Where does the word "instance" appear in the data? Copy every line that holds it.

Records shown Block Start

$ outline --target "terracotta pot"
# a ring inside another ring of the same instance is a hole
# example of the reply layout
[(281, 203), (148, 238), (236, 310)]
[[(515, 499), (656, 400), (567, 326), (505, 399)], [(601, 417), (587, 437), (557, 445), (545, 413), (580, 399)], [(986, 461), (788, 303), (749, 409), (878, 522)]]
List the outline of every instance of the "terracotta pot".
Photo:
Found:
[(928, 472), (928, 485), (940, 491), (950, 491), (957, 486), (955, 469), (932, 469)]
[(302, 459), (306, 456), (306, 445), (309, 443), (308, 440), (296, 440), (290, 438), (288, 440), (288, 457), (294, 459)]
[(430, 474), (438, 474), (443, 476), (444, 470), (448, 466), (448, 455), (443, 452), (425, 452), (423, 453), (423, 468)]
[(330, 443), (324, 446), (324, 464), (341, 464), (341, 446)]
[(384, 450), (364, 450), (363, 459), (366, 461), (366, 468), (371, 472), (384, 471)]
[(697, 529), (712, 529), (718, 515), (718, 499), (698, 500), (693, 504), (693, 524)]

Records shown Block End

● Problem solution:
# a ring inside another ring of the same instance is a hole
List the outline of every instance of the "terracotta pot".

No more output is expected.